== 提示文

インタビューであだち充が答えているように今作が現在のところではあだち充作品における最後の週刊連載作品となっている。
以前にも紹介したように、本連載ではあだち充のデビュー以降の作品史を四期に分けたことがある。下記にその第三期についての記述を引用する。
第三期は『H2』(1992〜1999年)、『じんべえ』(1992〜1997年)、『冒険少年』(1998〜2005年)、『いつも美空』(2000〜2001年)、『KATSU!』(2001〜2005年)、『クロスゲーム』(2005〜2010年)。連載誌が「少年サンデー」と「ビッグコミックオリジナル」の二誌であり、『クロスゲーム』が現状では最後の「少年サンデー」で連載した野球漫画となっている。
前回も取り上げたように、『クロスゲーム』の担当編集者・市原武法は小学館に入社し、「少年サンデー」に配置されてからずっとあだち充の担当をやりたいと言っていた。当時の「週刊少年サンデー」編集長だった三上信一はその意気を買い、それまでのあだち充の担当者たちのバトンを引き渡すように、「あだち先生を頼むぞ」という気持ちも含めて市原を『KATSU!』の終盤で担当編集者に指名。市原が企画の立ち上げからあだち充作品に関わるのは、この『クロスゲーム』が初めてとなった。

====

■ **作業内容**:
(1) あだち充の作品史についての文章で、第三期に含まれるとされる作品をすべて、連載期間とともに挙げてください。
(2) あだち充と『クロスゲーム』の担当編集者についての文章を、最後の文のあとから書き継いでください。

== データ抜粋

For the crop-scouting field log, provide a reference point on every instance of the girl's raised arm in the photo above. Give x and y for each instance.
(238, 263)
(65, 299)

====

■ **解答欄**:
(1) 『H2』(1992〜1999年)、『じんべえ』(1992〜1997年)、『冒険少年』(1998〜2005年)、『いつも美空』(2000〜2001年)、『KATSU!』(2001〜2005年)、『クロスゲーム』(2005〜2010年)

(2)
市原がこの時点であだちの担当編集者となって『クロスゲーム』に関わり、その後に「ゲッサン」を立ち上げなければ、今現在まであだち充が漫画連載をしていた可能性はかなり低かったのではないか。あだち充を少年漫画家として再生させる上で、市原が担当編集者になったのは、かなりギリギリであったものの、なんとか間に合ったという感じがする。
そして、市原の熱意をきっかけに、開き直ってあだち自身が「あだち充劇場」をやろうとしたことで『クロスゲーム』はそれまでのあだち充作品の集大成となった。そして、兄の死の影響があり、プロ編へ移行できずに最終巻で強引にまとめて終わらすことになった『KATSU!』では描ききれなかったものを、しっかりと引き継ぎながら描ききった作品となった。
「クロスゲーム」は最初から短い巻数で、ちゃんとした話をやろうと話してました。僕の担当では、木暮がもともと「あだち充ファン」だったけど、市原ほどのファンはいないかな。市原は僕の漫画をすべて憶えてる。特に「タッチ」は何から何まで憶えてる。
野球の話をやろうということになって、最初の1巻分は、主人公たちの子ども時代をちゃんと描こうと決めました。そこをちゃんと描いておけば、あとでなんとでもなるだろうと思った。〔参考文献1〕
「逆『タッチ』を描いてほしいんです」という口説き文句を連載開始前の打ち合わせの際に市原があだちに言った。
「面白いな、それで行こう」とあだちが了承したことでこの『クロスゲーム』は始まることになった。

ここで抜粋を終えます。